**What to work on**
Please print the data below word for word, beginning at the line that contains "Q: In the photo above, mark the eyeglasses" and ending after the line that contains "x=635, y=517".

Location identification items
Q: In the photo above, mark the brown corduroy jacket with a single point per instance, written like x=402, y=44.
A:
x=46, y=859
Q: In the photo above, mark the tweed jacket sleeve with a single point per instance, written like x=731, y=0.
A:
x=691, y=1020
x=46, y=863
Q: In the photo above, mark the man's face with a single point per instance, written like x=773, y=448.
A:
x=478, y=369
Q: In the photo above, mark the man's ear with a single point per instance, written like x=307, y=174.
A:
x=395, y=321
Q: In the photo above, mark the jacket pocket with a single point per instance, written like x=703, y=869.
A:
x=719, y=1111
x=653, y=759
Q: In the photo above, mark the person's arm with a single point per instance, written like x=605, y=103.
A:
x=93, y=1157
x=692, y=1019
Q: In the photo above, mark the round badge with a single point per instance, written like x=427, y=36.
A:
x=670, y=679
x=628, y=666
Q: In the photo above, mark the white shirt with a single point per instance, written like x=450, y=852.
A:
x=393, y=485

--

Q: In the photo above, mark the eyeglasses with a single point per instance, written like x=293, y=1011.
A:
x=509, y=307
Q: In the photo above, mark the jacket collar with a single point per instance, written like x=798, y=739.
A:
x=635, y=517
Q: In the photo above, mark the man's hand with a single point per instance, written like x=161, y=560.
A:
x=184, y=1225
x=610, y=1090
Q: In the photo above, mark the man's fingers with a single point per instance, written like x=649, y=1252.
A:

**Result for this exercise**
Q: In the photo above, mark the eyeglasses with a single point per instance, written like x=293, y=1011.
A:
x=509, y=307
Q: In the photo above, mark the jacket collar with a single point per instance, written like x=798, y=739.
A:
x=635, y=517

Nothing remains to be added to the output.